= ACTIVITY A =
In the abstract on replication fork repair below, translate this sentence into Spanish: "The bacterial virus lambda and E. coli chromosomes will be used to study mechanisms of these processes in vivo."
= ACTIVITY B =
According to the abstract on replication fork repair below, what organism is the research about?

= DOCUMENT TEXT =
··········

Disintegration of Replication Forks and their Recombinational Repair
University Of Oregon Eugene, Eugene OR
Investigators
Abstract
The purpose of this research is to elucidate the mechanism of replication fork disintegration and subsequent recombinational repair in the bacterium Escherichia coli. Long-term objectives for this research are to answer the following questions: 1) What happens when a replication fork reaches a single-strand interruption, present in all DNA molecules of cells, in a template DNA? 2) What happens when a replication fork is inhibited or stalled?, and 3) How is a solitary double-stranded end repaired in E. coli? The bacterial virus lambda and E. coli chromosomes will be used to study mechanisms of these processes in vivo. Studies with the lambda chromosome will include the introduction of a single-strand nicked site and a replication termination site to see if they cause replication fork disintegration with subsequent recombinational repair. Lambda crosses with other lambda viruses will be employed to directly demonstrate DNA synthesis primed by double-strand end invasion and to study systematically the double-strand end repair reaction in vivo in terms of the reaction stages and their genetic requirements. Studies with the E. coli chromosome will include a search for recombination-dependent mutants and characterization of the replication-induced chromosomal fragmentation in conditions suspected to cause replication for disintegration. If replication fork disintegration with subsequent repair by homologous recombination is demonstrated it will explain the puzzling recombination dependence of many mutants in DNA metabolism, both in bacteria and eukaryotes. Since a disintegrated replication fork is a DNA lesion that can be repaired only by homologous recombination, its demonstration will also shed light on the inviability of recombinase-deficient cells of higher organisms.

··········

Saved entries

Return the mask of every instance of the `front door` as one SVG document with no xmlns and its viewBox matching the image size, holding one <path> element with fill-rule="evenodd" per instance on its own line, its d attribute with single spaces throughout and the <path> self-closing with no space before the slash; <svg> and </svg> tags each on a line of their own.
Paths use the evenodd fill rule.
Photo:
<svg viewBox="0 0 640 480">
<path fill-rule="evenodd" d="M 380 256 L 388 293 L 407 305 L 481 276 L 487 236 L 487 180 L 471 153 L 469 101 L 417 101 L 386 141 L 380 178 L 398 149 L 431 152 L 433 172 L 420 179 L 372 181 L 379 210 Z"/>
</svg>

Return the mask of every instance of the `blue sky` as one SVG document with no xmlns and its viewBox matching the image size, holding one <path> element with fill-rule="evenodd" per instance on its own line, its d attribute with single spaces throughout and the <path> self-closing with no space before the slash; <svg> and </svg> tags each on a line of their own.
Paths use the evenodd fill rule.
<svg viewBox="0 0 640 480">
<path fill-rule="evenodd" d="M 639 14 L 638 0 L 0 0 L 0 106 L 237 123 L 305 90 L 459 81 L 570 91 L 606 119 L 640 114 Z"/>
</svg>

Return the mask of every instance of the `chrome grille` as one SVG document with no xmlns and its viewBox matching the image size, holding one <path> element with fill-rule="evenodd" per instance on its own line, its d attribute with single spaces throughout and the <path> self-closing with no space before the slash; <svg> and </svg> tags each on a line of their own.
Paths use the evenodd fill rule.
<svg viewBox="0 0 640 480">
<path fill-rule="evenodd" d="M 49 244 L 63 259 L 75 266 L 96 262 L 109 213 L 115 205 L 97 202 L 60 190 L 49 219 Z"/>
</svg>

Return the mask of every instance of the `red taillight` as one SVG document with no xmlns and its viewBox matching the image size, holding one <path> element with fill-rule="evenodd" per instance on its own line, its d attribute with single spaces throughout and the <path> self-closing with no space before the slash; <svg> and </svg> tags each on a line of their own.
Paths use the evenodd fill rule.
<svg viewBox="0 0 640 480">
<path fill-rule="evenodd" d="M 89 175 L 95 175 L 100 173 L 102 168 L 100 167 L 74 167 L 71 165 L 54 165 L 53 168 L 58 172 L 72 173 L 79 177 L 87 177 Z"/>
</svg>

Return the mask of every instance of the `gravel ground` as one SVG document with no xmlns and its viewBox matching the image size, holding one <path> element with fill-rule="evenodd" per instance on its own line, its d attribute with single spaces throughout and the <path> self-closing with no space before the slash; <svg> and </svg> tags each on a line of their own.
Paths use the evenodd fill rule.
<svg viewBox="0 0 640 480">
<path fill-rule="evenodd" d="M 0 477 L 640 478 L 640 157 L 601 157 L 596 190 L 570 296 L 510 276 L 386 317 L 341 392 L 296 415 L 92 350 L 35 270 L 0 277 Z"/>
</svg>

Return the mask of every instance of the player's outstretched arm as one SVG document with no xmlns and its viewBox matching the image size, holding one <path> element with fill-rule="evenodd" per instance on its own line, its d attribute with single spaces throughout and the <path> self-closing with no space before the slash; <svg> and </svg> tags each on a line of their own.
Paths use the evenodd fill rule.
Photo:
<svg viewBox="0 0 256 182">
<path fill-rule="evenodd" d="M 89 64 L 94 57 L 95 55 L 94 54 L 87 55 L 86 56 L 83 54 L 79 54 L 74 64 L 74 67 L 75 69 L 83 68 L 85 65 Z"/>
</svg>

··········

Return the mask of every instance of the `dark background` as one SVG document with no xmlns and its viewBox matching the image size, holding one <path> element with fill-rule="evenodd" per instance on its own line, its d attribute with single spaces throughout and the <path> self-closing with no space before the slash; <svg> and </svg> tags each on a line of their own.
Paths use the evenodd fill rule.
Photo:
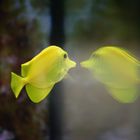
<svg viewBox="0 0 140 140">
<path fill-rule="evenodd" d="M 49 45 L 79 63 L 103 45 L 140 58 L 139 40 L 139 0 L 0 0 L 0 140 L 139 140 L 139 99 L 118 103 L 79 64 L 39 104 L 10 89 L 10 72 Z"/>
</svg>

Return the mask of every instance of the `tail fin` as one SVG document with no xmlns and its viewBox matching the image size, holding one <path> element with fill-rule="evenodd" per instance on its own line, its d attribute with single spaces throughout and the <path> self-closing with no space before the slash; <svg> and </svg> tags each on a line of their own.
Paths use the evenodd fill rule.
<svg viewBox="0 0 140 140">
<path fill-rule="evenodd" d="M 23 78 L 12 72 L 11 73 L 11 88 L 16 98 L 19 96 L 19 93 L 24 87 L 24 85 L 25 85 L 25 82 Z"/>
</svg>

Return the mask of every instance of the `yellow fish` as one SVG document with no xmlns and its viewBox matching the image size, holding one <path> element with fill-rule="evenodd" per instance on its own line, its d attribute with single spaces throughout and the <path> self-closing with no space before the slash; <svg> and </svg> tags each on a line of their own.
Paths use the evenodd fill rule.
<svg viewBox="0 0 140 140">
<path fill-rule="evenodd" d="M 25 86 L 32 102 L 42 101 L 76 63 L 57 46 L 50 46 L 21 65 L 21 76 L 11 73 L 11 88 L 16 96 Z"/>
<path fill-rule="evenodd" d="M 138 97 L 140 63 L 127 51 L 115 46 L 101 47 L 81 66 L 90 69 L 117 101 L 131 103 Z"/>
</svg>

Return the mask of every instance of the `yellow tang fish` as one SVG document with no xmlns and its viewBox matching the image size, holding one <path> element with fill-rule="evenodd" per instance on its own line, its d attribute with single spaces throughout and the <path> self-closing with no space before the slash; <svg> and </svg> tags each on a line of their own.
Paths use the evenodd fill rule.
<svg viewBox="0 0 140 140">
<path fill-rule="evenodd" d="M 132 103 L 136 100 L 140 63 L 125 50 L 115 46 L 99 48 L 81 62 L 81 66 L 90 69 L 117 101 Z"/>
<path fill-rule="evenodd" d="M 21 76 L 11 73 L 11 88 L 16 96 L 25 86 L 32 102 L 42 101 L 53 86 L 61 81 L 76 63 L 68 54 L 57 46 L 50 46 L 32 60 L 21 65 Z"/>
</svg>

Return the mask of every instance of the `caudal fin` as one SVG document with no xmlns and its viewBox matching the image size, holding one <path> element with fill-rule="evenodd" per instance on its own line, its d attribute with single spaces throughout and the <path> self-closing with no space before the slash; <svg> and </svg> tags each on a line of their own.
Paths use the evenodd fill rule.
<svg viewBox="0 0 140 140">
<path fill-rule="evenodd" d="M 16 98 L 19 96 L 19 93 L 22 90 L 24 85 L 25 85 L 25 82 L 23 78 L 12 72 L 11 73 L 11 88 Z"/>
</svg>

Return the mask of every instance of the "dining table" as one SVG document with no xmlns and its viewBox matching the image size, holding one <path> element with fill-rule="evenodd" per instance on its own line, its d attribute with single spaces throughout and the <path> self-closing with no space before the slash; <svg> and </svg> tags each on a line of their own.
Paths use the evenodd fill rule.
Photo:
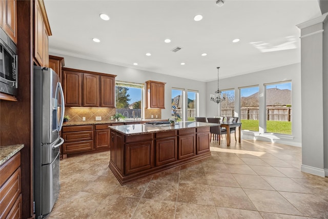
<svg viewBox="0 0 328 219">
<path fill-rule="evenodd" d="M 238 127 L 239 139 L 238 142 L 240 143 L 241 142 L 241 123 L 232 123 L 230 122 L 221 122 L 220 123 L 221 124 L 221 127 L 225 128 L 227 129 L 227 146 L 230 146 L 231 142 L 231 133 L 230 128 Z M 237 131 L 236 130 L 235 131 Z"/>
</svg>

··········

= EXERCISE ANSWER A =
Los cromosomas del virus bacteriano lambda y de E. coli se utilizarán para estudiar los mecanismos de estos procesos in vivo.

= EXERCISE ANSWER B =
The bacterium Escherichia coli.